_Instructions to follow:_ List each line below that contains the string "sedan". Case counts.

_Record extracts:_
*-*-*

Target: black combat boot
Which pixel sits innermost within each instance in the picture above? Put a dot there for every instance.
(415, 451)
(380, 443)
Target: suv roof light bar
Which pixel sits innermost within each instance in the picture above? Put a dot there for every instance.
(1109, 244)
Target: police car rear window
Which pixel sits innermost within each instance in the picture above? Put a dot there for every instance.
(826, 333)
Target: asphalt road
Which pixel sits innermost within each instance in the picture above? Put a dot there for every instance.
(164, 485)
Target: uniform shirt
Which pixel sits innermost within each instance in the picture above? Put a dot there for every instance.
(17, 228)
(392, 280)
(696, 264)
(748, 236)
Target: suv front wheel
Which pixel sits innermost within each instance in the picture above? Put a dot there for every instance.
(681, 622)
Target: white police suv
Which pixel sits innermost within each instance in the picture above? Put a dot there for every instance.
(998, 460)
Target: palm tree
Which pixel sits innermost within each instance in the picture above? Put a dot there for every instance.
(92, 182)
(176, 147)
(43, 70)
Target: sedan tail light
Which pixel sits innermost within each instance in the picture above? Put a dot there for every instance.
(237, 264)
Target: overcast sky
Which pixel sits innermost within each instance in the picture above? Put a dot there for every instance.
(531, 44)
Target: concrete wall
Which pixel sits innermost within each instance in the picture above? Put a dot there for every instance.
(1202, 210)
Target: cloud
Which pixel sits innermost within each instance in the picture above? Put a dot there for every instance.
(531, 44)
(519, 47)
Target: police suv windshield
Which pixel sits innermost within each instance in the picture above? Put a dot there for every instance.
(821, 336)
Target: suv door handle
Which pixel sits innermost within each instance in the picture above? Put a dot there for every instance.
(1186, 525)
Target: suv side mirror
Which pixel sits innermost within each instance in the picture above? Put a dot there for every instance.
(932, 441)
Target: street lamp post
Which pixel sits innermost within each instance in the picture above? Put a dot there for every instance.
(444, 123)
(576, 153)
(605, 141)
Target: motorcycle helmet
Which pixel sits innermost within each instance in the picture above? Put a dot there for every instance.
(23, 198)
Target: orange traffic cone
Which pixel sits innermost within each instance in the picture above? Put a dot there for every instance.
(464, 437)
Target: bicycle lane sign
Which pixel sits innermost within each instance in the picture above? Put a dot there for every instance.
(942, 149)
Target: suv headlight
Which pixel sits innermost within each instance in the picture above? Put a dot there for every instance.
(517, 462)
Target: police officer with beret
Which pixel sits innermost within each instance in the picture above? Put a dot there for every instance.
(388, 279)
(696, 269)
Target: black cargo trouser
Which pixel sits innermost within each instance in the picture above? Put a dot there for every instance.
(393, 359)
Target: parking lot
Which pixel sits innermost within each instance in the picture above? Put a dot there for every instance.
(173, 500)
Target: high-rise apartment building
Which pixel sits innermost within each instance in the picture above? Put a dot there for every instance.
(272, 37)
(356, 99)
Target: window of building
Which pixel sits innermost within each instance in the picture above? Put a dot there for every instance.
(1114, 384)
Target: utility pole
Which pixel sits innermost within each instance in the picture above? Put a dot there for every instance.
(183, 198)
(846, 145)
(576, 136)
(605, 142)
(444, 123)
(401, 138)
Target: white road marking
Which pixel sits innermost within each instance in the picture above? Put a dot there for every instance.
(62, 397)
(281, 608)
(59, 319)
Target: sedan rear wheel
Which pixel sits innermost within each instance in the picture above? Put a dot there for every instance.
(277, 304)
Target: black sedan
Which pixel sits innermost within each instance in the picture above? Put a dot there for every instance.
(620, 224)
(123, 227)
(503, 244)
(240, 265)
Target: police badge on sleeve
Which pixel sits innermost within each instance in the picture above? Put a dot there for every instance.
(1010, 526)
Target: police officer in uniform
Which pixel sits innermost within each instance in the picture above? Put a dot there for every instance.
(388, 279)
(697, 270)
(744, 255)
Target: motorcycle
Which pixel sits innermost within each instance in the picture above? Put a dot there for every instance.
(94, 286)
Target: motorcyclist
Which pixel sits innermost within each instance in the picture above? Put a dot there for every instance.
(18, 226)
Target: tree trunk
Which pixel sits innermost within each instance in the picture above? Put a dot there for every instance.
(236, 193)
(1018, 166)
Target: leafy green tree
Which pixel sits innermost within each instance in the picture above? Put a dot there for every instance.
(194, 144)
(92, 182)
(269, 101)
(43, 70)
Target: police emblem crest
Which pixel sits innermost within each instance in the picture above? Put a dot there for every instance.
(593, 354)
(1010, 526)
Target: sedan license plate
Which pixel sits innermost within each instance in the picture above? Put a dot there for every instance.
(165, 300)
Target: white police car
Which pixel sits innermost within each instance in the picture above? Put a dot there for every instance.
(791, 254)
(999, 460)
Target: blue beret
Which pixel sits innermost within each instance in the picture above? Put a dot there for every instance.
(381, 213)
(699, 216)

*-*-*

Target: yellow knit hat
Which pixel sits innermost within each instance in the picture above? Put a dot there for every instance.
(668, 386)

*-*-*

_Task result:_
Target: sedan tail light
Target: sedan rear wheel
Target: black sedan
Target: sedan license plate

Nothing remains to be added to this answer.